I began a new reading project today inspired by this post
on the Sew and Sow Life blog.
I ordered a used copy that is in excellent shape. The idea of the book is, in Ted Kooser's words:
"In the autumn of 1998, during my recovery from surgery and radiation for cancer, I began taking a two-mile walk each morning. ... During the previous summer, depressed by my illness, preoccupied by the routines of my treatment, and feeling miserably sorry for myself, I'd all but given up on reading and writing. Then, as autumn began to fade and winter came on, my health began to improve. One morning in November, following my walk, I surprised myself by trying my hand at a poem. Soon I was writing every day.
Several years before, my friend Jim Harrison and I had carried on a correspondence in haiku. As a variation on this, I began pasting my morning poems on postcards and sending them to Jim, whose generosity, patience and good humor are here acknowledged. What follows is a selection of one hundred of those postcards."
Isn't that just lovely?
Every day I am going to read the poem that corresponds to the present date. I don't expect to post a poem each day, and maybe not even each week, but occasionally I will post one with notes and perhaps pictures of my own walk on that same date, twenty years later, and in New Hampshire, not Nebraska.
Rainy and cold.
The sky hangs thin and wet on its clothesline.
A deer of gray vapor steps through the foreground,
under the dripping, lichen-rusted trees.
Halfway across the next field,
the distance (or can that be the future?)
is sealed up in tin like an old barn.
I so love that first line. Such a unique concept. And I think the distance/future is just brilliant. A lovely poem, I feel.
········
> AIM OF THE EXERCISE: Decide whether each statement agrees with the blog post about Ted Kooser's postcard poems, answering yes or no and quoting the deciding words: 1. Kooser started his morning walks in the autumn of 1998. 2. The writer plans to post a poem every day. 3. Kooser mailed his morning poems to Jim Harrison. The records that come next have nothing to do with the blog post.
········
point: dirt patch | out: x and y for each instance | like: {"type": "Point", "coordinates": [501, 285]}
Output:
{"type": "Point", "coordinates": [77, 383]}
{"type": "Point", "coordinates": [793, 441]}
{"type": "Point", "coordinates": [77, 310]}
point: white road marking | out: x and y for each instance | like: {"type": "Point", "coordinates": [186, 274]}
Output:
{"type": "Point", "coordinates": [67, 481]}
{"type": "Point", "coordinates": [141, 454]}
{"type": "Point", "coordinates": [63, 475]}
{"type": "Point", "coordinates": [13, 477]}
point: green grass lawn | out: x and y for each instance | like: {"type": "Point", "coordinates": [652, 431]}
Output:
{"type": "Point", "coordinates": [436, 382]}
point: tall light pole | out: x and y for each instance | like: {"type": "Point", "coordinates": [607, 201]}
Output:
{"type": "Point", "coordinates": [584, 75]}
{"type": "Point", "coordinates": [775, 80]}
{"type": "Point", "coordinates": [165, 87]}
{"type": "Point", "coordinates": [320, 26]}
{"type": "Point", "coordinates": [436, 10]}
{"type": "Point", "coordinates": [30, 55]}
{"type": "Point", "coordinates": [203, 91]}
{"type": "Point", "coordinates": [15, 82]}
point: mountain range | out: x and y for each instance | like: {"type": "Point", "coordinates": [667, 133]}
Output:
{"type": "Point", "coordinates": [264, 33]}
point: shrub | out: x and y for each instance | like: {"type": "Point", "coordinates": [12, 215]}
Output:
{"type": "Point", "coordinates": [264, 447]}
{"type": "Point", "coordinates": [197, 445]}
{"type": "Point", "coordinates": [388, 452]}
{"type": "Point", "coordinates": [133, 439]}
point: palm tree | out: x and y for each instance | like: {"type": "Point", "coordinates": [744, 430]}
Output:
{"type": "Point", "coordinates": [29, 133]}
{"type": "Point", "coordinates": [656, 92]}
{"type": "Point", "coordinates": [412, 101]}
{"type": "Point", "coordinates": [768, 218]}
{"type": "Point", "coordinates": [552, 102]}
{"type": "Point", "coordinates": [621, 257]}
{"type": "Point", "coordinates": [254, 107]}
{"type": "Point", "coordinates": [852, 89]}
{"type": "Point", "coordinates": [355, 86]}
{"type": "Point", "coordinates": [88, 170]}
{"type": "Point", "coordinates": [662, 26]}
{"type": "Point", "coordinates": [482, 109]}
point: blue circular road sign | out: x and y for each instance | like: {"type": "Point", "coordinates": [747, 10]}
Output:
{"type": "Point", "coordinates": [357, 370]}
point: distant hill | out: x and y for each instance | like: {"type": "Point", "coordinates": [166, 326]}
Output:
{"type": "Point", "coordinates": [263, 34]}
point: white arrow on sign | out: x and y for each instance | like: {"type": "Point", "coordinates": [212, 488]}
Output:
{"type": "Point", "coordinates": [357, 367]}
········
> ANSWER BOX:
1. Yes: "In the autumn of 1998, during my recovery from surgery and radiation for cancer, I began taking a two-mile walk each morning."
2. No: "I don't expect to post a poem each day, and maybe not even each week"
3. Yes: "I began pasting my morning poems on postcards and sending them to Jim"